> _Request_: Give as output the line that contains "Where can the moth forewing", followed by every remaining line of the entries, unchanged and with nothing added.

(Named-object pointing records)
• • •

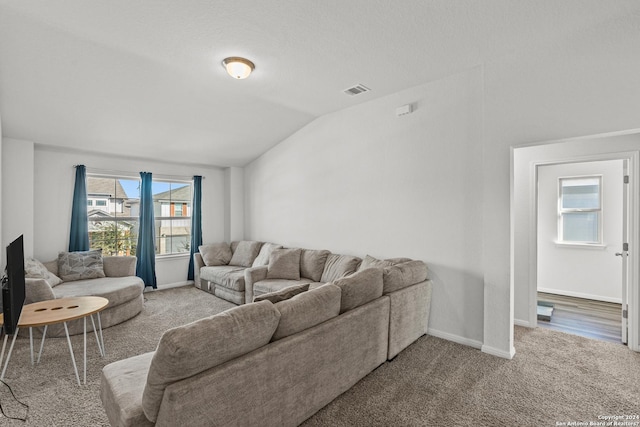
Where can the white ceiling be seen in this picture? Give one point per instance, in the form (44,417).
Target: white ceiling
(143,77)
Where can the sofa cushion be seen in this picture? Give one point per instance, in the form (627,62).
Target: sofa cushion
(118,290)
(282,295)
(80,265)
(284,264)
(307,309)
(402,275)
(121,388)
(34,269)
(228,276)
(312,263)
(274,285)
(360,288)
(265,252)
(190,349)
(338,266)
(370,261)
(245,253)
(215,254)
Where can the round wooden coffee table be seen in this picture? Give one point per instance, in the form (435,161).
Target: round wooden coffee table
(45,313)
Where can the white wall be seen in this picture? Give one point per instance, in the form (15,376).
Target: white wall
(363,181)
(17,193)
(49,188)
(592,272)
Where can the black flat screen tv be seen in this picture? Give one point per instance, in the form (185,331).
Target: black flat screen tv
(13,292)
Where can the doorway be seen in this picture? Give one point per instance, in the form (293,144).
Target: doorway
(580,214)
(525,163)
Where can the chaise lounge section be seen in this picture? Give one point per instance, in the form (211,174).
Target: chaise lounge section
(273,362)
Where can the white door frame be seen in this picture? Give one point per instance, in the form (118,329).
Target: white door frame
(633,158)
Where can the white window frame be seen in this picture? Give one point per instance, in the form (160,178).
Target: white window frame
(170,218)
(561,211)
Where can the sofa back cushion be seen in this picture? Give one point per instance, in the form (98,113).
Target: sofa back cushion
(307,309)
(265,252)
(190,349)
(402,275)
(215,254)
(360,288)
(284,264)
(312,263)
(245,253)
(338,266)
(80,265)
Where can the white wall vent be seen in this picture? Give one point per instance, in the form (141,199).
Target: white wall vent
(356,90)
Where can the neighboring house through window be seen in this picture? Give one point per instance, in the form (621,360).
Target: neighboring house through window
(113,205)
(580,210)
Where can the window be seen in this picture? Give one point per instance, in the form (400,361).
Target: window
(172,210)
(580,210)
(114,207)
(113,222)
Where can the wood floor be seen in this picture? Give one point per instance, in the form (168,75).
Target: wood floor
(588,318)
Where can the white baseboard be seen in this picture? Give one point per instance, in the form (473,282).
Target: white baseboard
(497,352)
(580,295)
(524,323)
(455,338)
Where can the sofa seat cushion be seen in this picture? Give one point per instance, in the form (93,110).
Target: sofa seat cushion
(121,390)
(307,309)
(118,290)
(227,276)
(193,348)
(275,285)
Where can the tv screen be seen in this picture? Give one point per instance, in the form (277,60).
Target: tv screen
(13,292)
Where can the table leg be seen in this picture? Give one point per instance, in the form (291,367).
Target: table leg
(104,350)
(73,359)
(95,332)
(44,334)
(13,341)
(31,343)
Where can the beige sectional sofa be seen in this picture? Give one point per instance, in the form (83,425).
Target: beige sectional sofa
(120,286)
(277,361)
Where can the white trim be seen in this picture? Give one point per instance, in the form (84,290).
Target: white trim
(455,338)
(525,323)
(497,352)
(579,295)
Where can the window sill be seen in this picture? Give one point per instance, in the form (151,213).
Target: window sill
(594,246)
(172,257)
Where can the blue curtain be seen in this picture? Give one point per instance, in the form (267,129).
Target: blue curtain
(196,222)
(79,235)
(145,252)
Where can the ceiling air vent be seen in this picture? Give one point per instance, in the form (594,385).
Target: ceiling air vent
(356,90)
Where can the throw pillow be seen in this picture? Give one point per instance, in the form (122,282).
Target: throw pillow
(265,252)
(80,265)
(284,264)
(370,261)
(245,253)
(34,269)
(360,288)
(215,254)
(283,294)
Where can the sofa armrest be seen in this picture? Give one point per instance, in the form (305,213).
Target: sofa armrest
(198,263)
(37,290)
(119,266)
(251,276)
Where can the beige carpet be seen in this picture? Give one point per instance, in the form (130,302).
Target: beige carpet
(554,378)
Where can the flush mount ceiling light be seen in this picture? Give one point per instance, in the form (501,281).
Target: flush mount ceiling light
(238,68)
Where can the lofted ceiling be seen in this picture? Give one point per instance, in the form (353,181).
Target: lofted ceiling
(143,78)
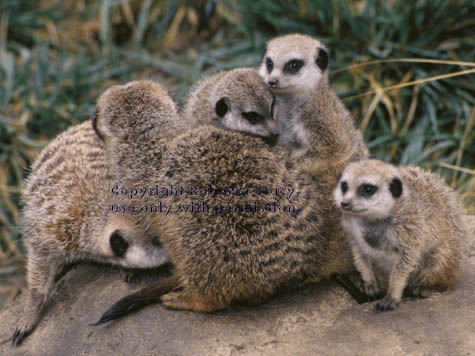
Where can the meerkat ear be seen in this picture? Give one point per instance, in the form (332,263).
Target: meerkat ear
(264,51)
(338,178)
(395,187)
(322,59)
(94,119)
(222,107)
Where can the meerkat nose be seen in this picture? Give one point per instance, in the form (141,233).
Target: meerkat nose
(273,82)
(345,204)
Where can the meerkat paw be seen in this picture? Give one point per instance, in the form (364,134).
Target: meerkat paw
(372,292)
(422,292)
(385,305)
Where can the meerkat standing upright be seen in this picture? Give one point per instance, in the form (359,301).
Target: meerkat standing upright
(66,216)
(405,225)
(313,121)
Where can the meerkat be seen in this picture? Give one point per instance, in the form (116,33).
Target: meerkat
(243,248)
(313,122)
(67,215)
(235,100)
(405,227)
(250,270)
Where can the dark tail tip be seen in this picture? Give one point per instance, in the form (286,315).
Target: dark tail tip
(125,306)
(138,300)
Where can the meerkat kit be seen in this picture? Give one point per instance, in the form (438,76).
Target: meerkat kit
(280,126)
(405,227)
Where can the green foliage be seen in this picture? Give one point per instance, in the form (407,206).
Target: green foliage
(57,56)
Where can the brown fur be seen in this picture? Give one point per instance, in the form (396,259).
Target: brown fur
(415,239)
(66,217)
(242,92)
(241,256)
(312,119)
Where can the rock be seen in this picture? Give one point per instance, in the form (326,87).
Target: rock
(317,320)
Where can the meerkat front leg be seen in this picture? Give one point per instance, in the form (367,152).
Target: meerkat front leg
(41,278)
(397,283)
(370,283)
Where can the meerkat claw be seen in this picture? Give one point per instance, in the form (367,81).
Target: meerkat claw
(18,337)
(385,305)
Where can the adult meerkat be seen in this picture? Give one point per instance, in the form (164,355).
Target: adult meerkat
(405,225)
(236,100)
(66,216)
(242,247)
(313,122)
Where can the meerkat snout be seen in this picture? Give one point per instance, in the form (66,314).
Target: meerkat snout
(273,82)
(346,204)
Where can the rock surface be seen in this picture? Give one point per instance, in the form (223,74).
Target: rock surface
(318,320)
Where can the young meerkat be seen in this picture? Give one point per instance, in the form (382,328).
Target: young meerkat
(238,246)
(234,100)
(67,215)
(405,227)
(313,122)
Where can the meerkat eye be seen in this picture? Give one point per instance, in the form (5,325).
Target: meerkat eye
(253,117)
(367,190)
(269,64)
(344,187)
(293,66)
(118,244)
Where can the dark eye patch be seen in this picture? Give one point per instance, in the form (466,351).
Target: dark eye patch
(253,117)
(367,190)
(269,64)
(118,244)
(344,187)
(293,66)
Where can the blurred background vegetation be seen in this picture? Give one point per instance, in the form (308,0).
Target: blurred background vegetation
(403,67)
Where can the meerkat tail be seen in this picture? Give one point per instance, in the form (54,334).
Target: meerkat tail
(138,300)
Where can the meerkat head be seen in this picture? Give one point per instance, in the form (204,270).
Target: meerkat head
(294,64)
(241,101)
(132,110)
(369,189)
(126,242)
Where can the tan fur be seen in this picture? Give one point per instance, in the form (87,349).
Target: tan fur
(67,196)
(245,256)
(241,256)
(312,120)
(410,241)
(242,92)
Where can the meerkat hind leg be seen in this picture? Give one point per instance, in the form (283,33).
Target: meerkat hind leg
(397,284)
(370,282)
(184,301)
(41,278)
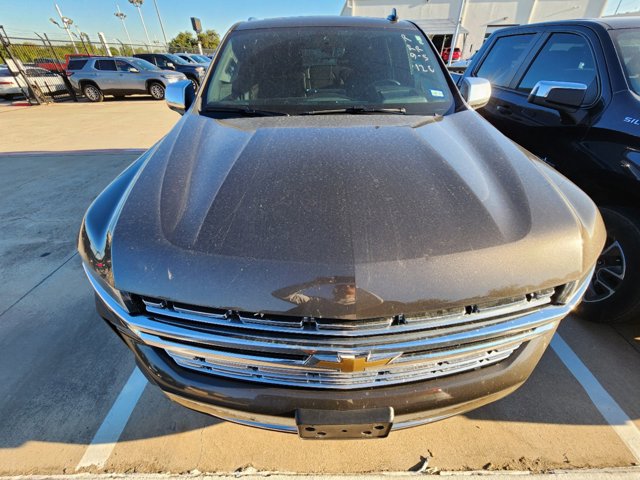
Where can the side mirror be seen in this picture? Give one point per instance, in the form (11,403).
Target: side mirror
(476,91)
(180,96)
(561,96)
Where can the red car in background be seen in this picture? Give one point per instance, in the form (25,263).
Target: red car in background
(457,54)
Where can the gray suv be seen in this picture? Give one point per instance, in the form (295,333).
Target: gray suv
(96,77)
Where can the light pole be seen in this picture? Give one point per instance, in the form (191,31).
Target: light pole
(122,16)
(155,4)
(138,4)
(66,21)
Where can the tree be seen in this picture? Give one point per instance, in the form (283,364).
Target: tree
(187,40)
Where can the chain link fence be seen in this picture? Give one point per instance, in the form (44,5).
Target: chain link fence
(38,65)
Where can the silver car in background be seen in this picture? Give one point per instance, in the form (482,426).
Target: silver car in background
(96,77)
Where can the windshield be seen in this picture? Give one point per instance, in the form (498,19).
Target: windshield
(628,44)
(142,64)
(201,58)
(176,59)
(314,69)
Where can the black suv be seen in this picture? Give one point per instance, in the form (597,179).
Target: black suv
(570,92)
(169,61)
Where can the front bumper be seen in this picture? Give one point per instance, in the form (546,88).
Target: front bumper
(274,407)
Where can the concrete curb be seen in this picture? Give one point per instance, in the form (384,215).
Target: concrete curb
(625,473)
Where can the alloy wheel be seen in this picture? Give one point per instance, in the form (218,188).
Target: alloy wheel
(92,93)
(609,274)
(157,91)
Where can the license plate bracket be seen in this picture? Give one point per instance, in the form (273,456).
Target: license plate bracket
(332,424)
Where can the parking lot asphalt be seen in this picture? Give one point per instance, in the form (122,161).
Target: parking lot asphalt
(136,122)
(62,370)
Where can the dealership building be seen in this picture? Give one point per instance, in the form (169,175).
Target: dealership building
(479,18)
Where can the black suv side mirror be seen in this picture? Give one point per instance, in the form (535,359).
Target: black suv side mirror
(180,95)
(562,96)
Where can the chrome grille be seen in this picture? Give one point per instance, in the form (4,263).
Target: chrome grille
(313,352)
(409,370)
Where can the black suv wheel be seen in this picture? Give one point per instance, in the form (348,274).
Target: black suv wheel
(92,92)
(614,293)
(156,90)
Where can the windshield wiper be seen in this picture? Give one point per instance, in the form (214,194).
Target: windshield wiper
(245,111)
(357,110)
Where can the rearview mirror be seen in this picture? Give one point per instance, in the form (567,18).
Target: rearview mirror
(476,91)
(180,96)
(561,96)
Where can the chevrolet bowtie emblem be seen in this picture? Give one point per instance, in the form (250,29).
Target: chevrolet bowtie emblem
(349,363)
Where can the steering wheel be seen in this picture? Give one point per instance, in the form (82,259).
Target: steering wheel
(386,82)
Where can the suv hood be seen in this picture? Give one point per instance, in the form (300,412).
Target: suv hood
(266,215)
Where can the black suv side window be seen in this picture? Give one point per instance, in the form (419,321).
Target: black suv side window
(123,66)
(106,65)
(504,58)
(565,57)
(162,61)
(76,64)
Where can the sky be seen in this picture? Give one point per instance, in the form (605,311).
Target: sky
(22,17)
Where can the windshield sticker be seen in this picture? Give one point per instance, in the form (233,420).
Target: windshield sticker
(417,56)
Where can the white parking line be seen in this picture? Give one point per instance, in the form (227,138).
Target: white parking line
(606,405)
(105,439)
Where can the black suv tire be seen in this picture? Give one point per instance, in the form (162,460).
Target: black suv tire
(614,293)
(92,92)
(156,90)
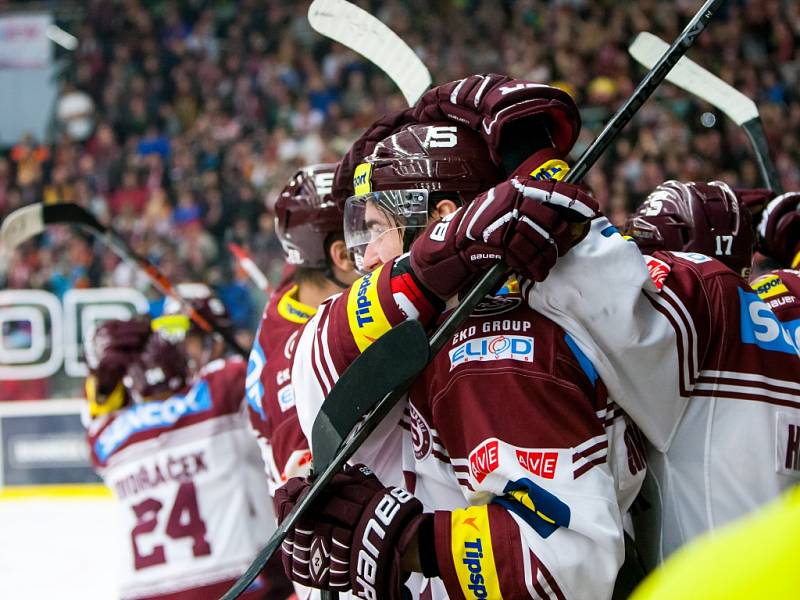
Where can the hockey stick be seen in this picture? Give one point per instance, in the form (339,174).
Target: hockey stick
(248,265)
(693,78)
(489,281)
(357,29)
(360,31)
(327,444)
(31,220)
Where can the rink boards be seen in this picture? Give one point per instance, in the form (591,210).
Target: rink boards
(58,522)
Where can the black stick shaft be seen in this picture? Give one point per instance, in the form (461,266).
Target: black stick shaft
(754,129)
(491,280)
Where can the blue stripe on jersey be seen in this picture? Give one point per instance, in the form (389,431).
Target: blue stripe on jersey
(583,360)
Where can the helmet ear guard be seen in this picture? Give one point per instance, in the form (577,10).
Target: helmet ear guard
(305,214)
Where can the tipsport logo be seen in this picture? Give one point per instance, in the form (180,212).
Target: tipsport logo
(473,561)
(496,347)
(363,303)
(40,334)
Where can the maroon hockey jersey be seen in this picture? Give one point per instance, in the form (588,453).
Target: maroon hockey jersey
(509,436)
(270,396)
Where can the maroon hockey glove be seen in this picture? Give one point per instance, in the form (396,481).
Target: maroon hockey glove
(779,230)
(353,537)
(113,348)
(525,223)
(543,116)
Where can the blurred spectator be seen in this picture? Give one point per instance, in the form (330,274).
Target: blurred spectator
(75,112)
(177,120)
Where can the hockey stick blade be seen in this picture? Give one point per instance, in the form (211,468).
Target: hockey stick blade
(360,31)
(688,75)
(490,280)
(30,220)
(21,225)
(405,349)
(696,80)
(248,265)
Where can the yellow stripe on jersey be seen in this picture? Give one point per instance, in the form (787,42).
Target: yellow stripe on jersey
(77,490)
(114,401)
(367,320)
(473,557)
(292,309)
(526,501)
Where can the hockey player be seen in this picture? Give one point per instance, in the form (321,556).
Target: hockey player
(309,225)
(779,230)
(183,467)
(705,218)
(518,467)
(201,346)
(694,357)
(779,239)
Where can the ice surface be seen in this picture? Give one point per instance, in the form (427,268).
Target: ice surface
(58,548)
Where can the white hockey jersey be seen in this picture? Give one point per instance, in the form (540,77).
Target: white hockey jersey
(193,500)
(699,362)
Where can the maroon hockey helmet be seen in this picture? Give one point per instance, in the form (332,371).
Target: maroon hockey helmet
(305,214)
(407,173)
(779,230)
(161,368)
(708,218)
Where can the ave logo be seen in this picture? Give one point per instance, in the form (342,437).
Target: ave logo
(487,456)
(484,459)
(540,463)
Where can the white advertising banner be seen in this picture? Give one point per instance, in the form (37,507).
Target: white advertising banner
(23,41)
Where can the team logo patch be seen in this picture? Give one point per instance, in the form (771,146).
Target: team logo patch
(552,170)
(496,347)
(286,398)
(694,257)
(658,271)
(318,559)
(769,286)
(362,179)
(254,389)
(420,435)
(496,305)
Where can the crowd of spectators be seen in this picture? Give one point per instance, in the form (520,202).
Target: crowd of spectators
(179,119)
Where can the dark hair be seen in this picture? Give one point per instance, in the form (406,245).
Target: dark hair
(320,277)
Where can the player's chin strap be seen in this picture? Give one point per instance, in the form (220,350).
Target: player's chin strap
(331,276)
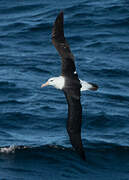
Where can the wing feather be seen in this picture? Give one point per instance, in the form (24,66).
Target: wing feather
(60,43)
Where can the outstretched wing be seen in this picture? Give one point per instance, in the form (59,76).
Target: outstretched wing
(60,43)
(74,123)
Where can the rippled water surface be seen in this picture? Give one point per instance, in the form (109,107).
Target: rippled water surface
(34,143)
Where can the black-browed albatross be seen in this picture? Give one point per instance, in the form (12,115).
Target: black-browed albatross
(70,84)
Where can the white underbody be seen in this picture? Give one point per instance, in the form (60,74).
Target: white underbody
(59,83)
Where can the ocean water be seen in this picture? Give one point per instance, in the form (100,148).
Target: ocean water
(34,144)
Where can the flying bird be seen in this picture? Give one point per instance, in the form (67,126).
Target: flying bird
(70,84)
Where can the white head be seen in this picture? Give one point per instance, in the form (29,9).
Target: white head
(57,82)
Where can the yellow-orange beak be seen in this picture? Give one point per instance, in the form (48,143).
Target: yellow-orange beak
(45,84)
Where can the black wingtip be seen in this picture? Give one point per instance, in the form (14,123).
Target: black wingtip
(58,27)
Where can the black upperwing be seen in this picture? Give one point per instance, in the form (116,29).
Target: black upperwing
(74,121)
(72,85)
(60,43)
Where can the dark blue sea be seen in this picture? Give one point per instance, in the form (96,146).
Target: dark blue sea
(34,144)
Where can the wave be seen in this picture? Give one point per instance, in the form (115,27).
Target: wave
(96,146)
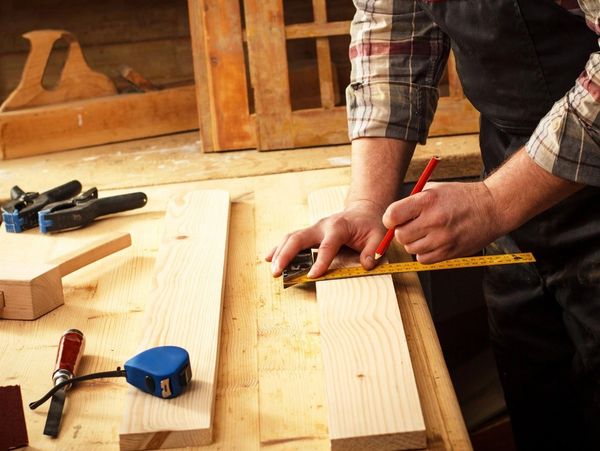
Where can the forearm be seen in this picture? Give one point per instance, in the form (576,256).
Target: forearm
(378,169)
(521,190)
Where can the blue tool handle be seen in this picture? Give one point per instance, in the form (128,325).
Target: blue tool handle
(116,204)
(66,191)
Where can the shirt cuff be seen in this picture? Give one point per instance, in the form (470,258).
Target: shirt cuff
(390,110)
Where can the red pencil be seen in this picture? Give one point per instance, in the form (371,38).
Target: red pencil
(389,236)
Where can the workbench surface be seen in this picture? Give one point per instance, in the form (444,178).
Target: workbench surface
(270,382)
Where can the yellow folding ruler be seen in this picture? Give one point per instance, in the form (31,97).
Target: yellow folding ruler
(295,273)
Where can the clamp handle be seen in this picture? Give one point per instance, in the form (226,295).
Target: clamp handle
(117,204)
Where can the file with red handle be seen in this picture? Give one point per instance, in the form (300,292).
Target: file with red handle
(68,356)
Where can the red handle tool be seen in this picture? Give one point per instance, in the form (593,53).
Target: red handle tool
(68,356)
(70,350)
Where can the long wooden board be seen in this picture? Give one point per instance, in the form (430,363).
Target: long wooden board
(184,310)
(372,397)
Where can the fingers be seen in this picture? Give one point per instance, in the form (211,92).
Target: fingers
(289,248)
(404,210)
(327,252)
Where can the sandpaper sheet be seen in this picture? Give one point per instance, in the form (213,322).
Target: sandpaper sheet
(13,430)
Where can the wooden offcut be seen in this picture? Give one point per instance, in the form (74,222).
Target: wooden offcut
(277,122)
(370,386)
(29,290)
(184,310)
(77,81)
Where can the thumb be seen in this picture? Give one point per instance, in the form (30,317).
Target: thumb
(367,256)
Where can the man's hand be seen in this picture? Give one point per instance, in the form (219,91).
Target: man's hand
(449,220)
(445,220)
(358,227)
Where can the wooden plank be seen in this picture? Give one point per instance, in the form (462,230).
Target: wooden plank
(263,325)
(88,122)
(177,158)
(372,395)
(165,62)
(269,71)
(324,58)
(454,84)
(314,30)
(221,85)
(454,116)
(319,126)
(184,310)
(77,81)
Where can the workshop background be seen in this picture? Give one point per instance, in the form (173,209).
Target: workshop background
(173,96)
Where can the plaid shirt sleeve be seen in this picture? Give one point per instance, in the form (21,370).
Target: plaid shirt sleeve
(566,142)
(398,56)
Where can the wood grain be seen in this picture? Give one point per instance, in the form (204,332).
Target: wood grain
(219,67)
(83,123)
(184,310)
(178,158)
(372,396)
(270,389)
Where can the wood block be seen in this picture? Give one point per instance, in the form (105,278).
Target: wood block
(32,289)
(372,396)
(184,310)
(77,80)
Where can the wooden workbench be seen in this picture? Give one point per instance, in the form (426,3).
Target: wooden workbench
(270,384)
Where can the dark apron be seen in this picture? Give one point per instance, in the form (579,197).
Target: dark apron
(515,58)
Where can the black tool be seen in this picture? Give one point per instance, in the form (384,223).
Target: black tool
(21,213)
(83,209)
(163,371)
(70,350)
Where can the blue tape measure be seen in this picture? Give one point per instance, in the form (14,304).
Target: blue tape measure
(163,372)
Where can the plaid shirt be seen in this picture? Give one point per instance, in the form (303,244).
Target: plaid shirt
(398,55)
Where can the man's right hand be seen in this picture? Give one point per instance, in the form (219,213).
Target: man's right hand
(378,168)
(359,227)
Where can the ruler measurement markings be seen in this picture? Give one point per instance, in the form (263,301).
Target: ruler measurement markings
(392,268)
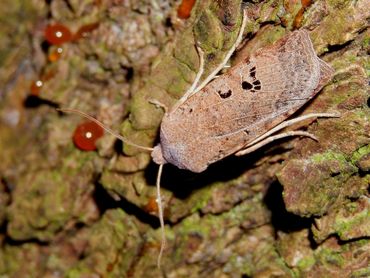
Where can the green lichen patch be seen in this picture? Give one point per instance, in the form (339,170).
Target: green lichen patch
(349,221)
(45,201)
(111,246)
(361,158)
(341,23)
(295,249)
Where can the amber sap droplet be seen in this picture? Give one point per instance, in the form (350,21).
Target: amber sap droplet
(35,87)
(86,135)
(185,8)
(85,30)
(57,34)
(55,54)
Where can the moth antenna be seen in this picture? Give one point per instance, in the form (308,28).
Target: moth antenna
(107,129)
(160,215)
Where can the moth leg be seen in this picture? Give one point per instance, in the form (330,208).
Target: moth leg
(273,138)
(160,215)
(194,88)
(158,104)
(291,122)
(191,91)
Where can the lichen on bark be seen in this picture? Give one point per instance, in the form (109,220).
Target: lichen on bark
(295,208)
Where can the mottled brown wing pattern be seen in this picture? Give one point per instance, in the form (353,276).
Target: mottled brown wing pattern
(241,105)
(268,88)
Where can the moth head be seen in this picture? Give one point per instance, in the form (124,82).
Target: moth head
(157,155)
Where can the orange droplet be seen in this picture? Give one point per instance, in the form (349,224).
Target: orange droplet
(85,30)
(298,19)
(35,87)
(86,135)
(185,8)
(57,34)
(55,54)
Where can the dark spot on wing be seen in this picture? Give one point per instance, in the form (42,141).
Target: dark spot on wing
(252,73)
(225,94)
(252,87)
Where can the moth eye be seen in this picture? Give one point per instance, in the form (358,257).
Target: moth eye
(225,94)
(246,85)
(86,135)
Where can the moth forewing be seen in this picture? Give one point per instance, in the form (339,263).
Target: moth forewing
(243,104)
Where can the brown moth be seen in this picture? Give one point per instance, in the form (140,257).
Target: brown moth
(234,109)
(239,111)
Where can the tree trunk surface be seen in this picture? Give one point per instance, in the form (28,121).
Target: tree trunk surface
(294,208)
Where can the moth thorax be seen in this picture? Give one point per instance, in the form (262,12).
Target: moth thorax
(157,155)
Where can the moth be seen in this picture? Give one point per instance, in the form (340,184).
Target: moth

• • •

> _The solution_:
Where can the moth forewing be seen in this picture? Give one point per instance, in the form (339,263).
Target: moth forewing
(243,104)
Where can the brown moth be seen in this picture? Give one point per instance, in the form (140,257).
Target: brown moth
(234,109)
(239,111)
Where can the tree trunk surface be seen in this picture? Give one point per instance, in the form (28,121).
Target: tree trunk surface
(294,208)
Where can the moth thorax be seen in this picture? Give one point per instance, in the form (262,12).
Target: moth thorax
(157,155)
Where can the moth be seen in this picture? Give one point per instance, in the form (340,184).
Target: moth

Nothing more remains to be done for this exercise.